> TASK
Go over the records and copy every line with the string "scarf".
★ ★ ★
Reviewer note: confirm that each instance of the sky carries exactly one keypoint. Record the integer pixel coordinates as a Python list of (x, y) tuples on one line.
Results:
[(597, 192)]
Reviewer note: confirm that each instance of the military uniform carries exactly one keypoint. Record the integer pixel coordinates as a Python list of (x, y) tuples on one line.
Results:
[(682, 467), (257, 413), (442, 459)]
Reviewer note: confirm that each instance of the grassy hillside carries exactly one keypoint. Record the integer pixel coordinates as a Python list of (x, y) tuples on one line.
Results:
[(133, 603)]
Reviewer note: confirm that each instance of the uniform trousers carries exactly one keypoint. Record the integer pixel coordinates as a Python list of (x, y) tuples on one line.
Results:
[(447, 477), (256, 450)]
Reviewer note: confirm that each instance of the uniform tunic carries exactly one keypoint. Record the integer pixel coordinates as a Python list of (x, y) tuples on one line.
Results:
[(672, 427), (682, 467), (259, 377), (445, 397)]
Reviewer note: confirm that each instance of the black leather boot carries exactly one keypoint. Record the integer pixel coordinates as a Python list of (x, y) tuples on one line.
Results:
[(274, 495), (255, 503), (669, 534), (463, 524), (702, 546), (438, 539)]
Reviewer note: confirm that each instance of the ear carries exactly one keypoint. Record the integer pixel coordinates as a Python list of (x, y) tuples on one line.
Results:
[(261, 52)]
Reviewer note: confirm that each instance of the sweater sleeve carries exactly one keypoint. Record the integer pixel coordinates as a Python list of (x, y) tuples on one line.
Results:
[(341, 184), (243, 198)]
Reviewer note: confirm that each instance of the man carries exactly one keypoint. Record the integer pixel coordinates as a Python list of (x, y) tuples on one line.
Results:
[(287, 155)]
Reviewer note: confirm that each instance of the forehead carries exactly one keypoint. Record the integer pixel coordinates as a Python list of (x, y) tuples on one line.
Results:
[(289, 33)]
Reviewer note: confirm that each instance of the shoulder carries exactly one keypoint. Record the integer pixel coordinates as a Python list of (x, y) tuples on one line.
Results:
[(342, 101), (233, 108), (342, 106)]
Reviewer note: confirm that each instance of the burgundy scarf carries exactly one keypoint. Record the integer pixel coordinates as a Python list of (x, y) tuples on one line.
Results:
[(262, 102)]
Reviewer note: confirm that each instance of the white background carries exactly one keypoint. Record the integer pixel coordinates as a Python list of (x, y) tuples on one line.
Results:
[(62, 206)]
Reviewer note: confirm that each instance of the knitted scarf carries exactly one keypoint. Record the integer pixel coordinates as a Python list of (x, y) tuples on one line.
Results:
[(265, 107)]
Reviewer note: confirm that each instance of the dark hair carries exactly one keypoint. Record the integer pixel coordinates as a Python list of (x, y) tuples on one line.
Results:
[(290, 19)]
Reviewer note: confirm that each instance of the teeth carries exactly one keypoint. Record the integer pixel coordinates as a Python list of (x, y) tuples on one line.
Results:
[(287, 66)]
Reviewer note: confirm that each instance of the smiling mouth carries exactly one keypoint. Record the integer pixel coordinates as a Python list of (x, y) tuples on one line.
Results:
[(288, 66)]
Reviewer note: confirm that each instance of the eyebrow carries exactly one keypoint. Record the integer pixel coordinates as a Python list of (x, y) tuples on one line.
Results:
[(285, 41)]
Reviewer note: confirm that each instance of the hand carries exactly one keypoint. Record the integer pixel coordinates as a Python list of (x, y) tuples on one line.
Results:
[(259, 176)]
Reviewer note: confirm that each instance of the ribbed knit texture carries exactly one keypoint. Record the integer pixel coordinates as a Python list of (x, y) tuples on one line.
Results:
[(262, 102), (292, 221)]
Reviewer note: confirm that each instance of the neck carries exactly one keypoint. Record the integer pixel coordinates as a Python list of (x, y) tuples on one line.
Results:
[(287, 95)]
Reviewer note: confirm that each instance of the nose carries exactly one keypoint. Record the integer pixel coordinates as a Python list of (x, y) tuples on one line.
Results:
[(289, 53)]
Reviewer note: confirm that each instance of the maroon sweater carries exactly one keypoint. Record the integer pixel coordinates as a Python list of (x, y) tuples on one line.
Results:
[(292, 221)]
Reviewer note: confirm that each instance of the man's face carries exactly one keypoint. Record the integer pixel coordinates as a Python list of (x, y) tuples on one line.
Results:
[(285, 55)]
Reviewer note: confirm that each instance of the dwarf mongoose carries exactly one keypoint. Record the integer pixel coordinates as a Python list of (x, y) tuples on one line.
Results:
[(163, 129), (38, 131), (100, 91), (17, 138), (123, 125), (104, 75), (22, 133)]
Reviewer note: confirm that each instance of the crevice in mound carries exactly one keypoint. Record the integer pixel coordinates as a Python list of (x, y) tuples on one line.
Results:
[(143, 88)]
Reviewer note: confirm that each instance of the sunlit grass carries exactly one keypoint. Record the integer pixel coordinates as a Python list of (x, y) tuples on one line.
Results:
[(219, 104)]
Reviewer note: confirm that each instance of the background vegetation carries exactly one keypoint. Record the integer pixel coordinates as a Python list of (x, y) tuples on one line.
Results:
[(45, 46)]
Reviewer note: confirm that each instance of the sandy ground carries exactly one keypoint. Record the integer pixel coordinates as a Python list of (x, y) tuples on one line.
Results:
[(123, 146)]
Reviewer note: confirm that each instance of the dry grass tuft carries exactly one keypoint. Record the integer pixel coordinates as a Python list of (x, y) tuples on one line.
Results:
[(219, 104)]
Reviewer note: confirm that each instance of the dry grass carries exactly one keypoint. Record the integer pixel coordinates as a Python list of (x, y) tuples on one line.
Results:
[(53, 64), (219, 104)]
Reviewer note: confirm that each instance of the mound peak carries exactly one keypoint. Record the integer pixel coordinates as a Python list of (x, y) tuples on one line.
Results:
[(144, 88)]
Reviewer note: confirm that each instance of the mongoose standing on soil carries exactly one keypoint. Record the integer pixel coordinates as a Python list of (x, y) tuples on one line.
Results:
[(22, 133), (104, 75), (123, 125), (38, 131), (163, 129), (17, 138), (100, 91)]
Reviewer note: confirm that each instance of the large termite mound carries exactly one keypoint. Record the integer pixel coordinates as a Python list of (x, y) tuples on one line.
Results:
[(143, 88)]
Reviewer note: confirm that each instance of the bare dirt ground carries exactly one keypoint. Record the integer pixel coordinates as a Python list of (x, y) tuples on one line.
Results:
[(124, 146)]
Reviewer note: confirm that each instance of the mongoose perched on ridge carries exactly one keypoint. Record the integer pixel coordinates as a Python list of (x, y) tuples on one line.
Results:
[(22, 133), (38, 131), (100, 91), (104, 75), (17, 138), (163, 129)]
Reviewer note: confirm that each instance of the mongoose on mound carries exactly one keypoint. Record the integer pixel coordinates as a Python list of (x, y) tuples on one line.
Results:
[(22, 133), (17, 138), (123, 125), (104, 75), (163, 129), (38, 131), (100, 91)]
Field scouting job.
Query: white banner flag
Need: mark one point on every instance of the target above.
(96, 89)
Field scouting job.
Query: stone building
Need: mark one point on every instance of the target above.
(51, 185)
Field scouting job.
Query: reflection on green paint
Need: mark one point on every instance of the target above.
★ ★ ★
> ANSWER FOR THIS EXERCISE
Reviewer note: confirm that each instance of the burgundy scarf carries exactly one keypoint. Record the integer pixel coordinates as a Python list of (x, y) tuples on one line.
Reviewer note: confirm that each instance of the knitted scarf carries exactly one keypoint. Record the integer pixel coordinates as a Python list of (x, y) tuples on one line.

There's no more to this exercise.